● **EXERCISE DESCRIPTION**
Every line of the material is to be quoted verbatim, minus the pictures.

● **GIVEN DATA**
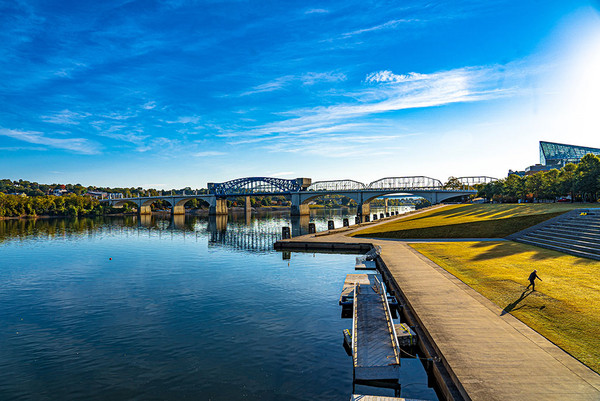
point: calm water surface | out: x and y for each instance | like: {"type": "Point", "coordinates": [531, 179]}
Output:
{"type": "Point", "coordinates": [193, 308]}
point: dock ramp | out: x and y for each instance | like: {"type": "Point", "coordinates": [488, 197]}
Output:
{"type": "Point", "coordinates": [375, 349]}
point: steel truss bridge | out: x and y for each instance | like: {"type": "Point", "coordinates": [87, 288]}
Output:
{"type": "Point", "coordinates": [302, 191]}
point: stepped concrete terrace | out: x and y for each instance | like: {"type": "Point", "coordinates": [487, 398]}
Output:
{"type": "Point", "coordinates": [483, 354]}
{"type": "Point", "coordinates": [576, 233]}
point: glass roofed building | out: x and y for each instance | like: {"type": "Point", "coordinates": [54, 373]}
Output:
{"type": "Point", "coordinates": [556, 155]}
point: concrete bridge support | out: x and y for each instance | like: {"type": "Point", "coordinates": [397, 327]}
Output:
{"type": "Point", "coordinates": [218, 207]}
{"type": "Point", "coordinates": [363, 210]}
{"type": "Point", "coordinates": [247, 206]}
{"type": "Point", "coordinates": [144, 210]}
{"type": "Point", "coordinates": [177, 210]}
{"type": "Point", "coordinates": [299, 209]}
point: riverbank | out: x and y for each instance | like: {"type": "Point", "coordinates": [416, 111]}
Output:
{"type": "Point", "coordinates": [487, 354]}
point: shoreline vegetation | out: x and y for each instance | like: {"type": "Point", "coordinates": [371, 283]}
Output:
{"type": "Point", "coordinates": [471, 221]}
{"type": "Point", "coordinates": [89, 207]}
{"type": "Point", "coordinates": [564, 306]}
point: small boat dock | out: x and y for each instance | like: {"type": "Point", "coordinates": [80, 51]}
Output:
{"type": "Point", "coordinates": [375, 348]}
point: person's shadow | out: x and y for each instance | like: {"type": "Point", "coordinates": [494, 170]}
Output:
{"type": "Point", "coordinates": [510, 307]}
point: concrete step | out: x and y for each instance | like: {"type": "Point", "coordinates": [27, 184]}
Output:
{"type": "Point", "coordinates": [579, 222]}
{"type": "Point", "coordinates": [570, 230]}
{"type": "Point", "coordinates": [576, 226]}
{"type": "Point", "coordinates": [563, 240]}
{"type": "Point", "coordinates": [560, 249]}
{"type": "Point", "coordinates": [579, 248]}
{"type": "Point", "coordinates": [569, 235]}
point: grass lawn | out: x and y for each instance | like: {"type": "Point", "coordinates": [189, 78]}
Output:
{"type": "Point", "coordinates": [470, 221]}
{"type": "Point", "coordinates": [565, 308]}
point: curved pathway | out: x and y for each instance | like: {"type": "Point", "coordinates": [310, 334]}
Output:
{"type": "Point", "coordinates": [492, 356]}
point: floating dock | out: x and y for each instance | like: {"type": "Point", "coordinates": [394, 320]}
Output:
{"type": "Point", "coordinates": [375, 348]}
{"type": "Point", "coordinates": [359, 397]}
{"type": "Point", "coordinates": [347, 296]}
{"type": "Point", "coordinates": [365, 265]}
{"type": "Point", "coordinates": [406, 336]}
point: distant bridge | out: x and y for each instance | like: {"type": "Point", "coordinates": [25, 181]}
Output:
{"type": "Point", "coordinates": [301, 191]}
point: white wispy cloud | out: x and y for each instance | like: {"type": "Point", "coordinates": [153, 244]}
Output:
{"type": "Point", "coordinates": [388, 76]}
{"type": "Point", "coordinates": [309, 78]}
{"type": "Point", "coordinates": [65, 117]}
{"type": "Point", "coordinates": [316, 11]}
{"type": "Point", "coordinates": [185, 120]}
{"type": "Point", "coordinates": [393, 24]}
{"type": "Point", "coordinates": [356, 123]}
{"type": "Point", "coordinates": [149, 105]}
{"type": "Point", "coordinates": [208, 153]}
{"type": "Point", "coordinates": [77, 145]}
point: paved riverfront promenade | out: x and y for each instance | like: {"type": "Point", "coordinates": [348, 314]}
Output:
{"type": "Point", "coordinates": [492, 357]}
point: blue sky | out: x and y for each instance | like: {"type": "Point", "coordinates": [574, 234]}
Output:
{"type": "Point", "coordinates": [169, 94]}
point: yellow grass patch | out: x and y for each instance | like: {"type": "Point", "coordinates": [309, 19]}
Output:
{"type": "Point", "coordinates": [470, 221]}
{"type": "Point", "coordinates": [565, 308]}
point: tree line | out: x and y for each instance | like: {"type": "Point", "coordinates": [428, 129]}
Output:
{"type": "Point", "coordinates": [578, 182]}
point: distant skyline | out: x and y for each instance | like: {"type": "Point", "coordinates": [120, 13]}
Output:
{"type": "Point", "coordinates": [169, 94]}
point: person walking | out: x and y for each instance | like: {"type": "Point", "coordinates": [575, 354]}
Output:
{"type": "Point", "coordinates": [532, 278]}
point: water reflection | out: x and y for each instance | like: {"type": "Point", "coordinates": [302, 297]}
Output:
{"type": "Point", "coordinates": [239, 231]}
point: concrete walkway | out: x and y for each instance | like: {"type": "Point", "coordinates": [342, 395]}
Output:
{"type": "Point", "coordinates": [492, 356]}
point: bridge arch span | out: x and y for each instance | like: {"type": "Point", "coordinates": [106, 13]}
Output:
{"type": "Point", "coordinates": [406, 183]}
{"type": "Point", "coordinates": [253, 186]}
{"type": "Point", "coordinates": [337, 186]}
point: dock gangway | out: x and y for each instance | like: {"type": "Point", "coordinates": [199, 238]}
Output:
{"type": "Point", "coordinates": [375, 348]}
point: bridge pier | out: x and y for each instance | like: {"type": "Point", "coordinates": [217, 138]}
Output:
{"type": "Point", "coordinates": [298, 208]}
{"type": "Point", "coordinates": [247, 206]}
{"type": "Point", "coordinates": [177, 210]}
{"type": "Point", "coordinates": [363, 210]}
{"type": "Point", "coordinates": [218, 207]}
{"type": "Point", "coordinates": [144, 210]}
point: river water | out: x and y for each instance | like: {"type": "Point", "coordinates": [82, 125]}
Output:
{"type": "Point", "coordinates": [161, 309]}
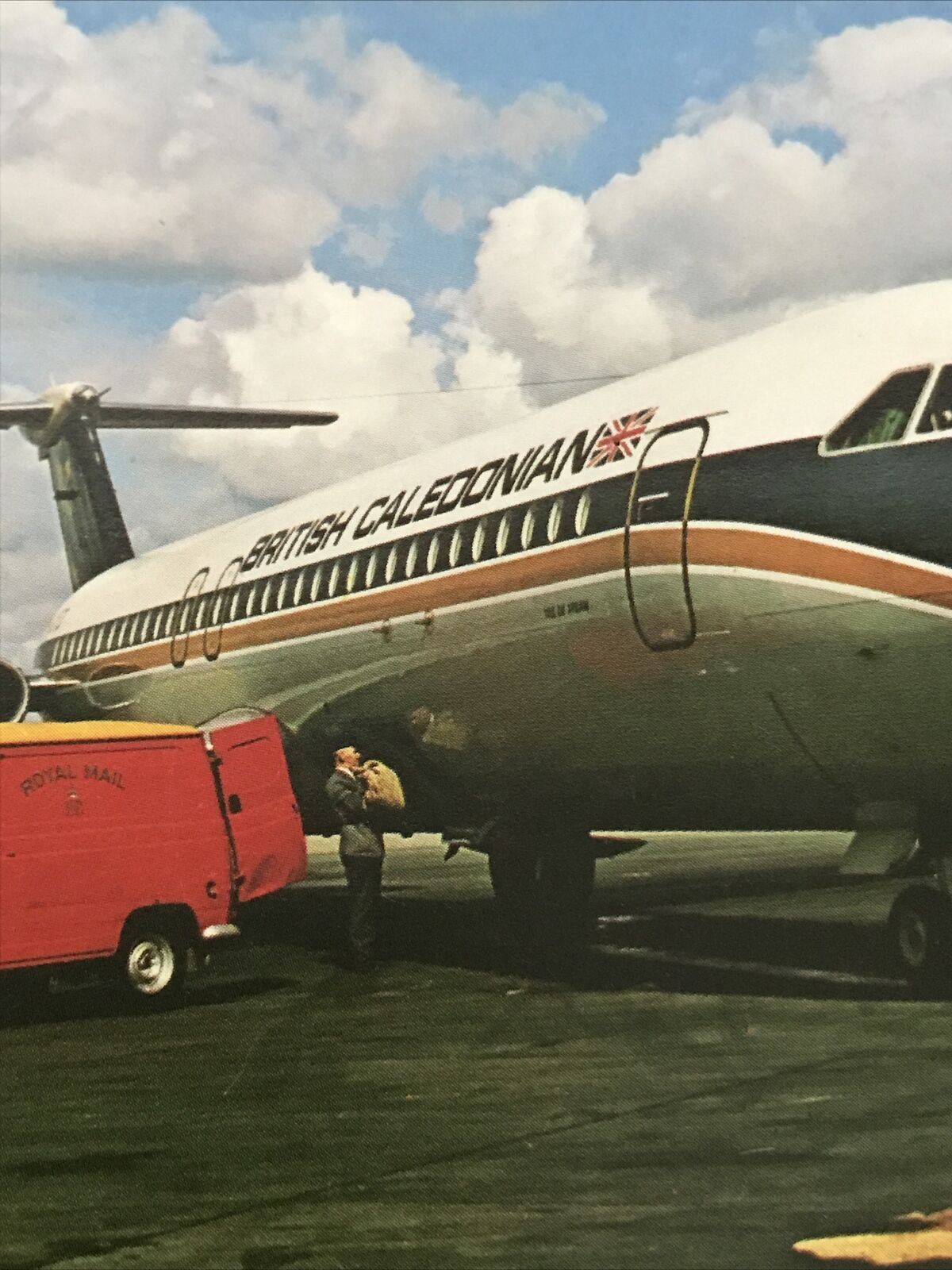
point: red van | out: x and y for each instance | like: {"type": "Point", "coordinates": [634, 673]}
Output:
{"type": "Point", "coordinates": [136, 842]}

● **RESULT BELOW**
point: calm water surface | out: x and y for each instance | like: {"type": "Point", "coordinates": [531, 179]}
Output:
{"type": "Point", "coordinates": [193, 308]}
point: dock ramp | out: x and y for each instance | like: {"type": "Point", "coordinates": [488, 197]}
Output:
{"type": "Point", "coordinates": [375, 349]}
point: steel truss bridge | out: x and y for each instance | like: {"type": "Point", "coordinates": [87, 288]}
Output:
{"type": "Point", "coordinates": [302, 191]}
point: stepped concrete terrace | out: x and y for each instance | like: {"type": "Point", "coordinates": [487, 398]}
Output:
{"type": "Point", "coordinates": [483, 354]}
{"type": "Point", "coordinates": [576, 233]}
point: glass roofed building | out: x and y for each instance | like: {"type": "Point", "coordinates": [54, 373]}
Output:
{"type": "Point", "coordinates": [556, 155]}
point: concrete bridge support | out: x and y for each instance | like: {"type": "Point", "coordinates": [397, 327]}
Output:
{"type": "Point", "coordinates": [218, 207]}
{"type": "Point", "coordinates": [363, 210]}
{"type": "Point", "coordinates": [247, 206]}
{"type": "Point", "coordinates": [144, 210]}
{"type": "Point", "coordinates": [177, 210]}
{"type": "Point", "coordinates": [299, 209]}
point: riverbank | out: x and y for each instance | like: {"type": "Point", "coordinates": [416, 111]}
Output:
{"type": "Point", "coordinates": [487, 354]}
point: shoreline vegetation | out: x and y for each instance | like: {"type": "Point", "coordinates": [371, 283]}
Output:
{"type": "Point", "coordinates": [471, 221]}
{"type": "Point", "coordinates": [89, 207]}
{"type": "Point", "coordinates": [564, 306]}
point: small boat dock | out: x and y for each instance | like: {"type": "Point", "coordinates": [80, 51]}
Output:
{"type": "Point", "coordinates": [375, 348]}
point: person's shadow | out: x and y for each instance | like: {"type": "Point", "coordinates": [494, 170]}
Output:
{"type": "Point", "coordinates": [510, 307]}
point: concrete step | out: x and y for each instance | like: {"type": "Point", "coordinates": [27, 184]}
Output:
{"type": "Point", "coordinates": [579, 222]}
{"type": "Point", "coordinates": [570, 230]}
{"type": "Point", "coordinates": [576, 226]}
{"type": "Point", "coordinates": [563, 240]}
{"type": "Point", "coordinates": [560, 249]}
{"type": "Point", "coordinates": [579, 248]}
{"type": "Point", "coordinates": [569, 235]}
point: grass lawn | out: x and y for each instance | like: {"type": "Point", "coordinates": [189, 78]}
Output:
{"type": "Point", "coordinates": [470, 221]}
{"type": "Point", "coordinates": [565, 308]}
point: curved pathway | out: x and y for each instance | like: {"type": "Point", "coordinates": [310, 334]}
Output:
{"type": "Point", "coordinates": [492, 356]}
point: floating dock | out: x and y for each instance | like: {"type": "Point", "coordinates": [394, 320]}
Output:
{"type": "Point", "coordinates": [375, 348]}
{"type": "Point", "coordinates": [359, 397]}
{"type": "Point", "coordinates": [347, 296]}
{"type": "Point", "coordinates": [365, 265]}
{"type": "Point", "coordinates": [406, 336]}
point: distant bridge | out: x and y for each instance | like: {"type": "Point", "coordinates": [25, 181]}
Output:
{"type": "Point", "coordinates": [301, 191]}
point: white wispy cloud | out: x and y for each instance | like: {"type": "Point", "coordinates": [153, 244]}
Output:
{"type": "Point", "coordinates": [388, 76]}
{"type": "Point", "coordinates": [309, 78]}
{"type": "Point", "coordinates": [65, 117]}
{"type": "Point", "coordinates": [316, 11]}
{"type": "Point", "coordinates": [185, 120]}
{"type": "Point", "coordinates": [393, 24]}
{"type": "Point", "coordinates": [356, 123]}
{"type": "Point", "coordinates": [149, 105]}
{"type": "Point", "coordinates": [208, 153]}
{"type": "Point", "coordinates": [77, 145]}
point: paved riverfront promenade | out: x and y for each instance | like: {"type": "Point", "coordinates": [348, 314]}
Output:
{"type": "Point", "coordinates": [492, 357]}
point: blue sky | out: x and y for each instance | like: {"type": "Point", "coordinates": [574, 234]}
Output:
{"type": "Point", "coordinates": [169, 94]}
point: yellow grass patch | out: x and y for each instance | like: {"type": "Point", "coordinates": [309, 19]}
Output:
{"type": "Point", "coordinates": [470, 221]}
{"type": "Point", "coordinates": [565, 308]}
point: tree line | out: x and y for each instance | like: {"type": "Point", "coordinates": [428, 129]}
Output:
{"type": "Point", "coordinates": [578, 182]}
point: distant skyline | out: x and y for each instance | like: {"type": "Point", "coordinates": [120, 13]}
Output:
{"type": "Point", "coordinates": [169, 94]}
point: person walking | out: x and y for each instance | like: {"type": "Point", "coordinates": [575, 354]}
Output:
{"type": "Point", "coordinates": [532, 278]}
point: water reflection | out: x and y for each instance | like: {"type": "Point", "coordinates": [302, 297]}
Output:
{"type": "Point", "coordinates": [239, 231]}
point: concrete walkway | out: x and y for each instance | like: {"type": "Point", "coordinates": [342, 395]}
Output:
{"type": "Point", "coordinates": [492, 356]}
point: bridge arch span | out: x and y for each instance | like: {"type": "Point", "coordinates": [106, 13]}
Output:
{"type": "Point", "coordinates": [406, 183]}
{"type": "Point", "coordinates": [253, 186]}
{"type": "Point", "coordinates": [337, 186]}
point: dock gangway | out: x and y for each instance | like: {"type": "Point", "coordinates": [199, 238]}
Output:
{"type": "Point", "coordinates": [375, 348]}
point: bridge pier | out: x and y for each instance | like: {"type": "Point", "coordinates": [217, 138]}
Output:
{"type": "Point", "coordinates": [298, 208]}
{"type": "Point", "coordinates": [247, 206]}
{"type": "Point", "coordinates": [177, 210]}
{"type": "Point", "coordinates": [363, 210]}
{"type": "Point", "coordinates": [218, 207]}
{"type": "Point", "coordinates": [144, 210]}
point: river water | out: x and y for each instance | like: {"type": "Point", "coordinates": [82, 125]}
Output:
{"type": "Point", "coordinates": [161, 309]}
point: red van | out: x and y for each instance | like: {"type": "Point", "coordinates": [634, 673]}
Output:
{"type": "Point", "coordinates": [136, 842]}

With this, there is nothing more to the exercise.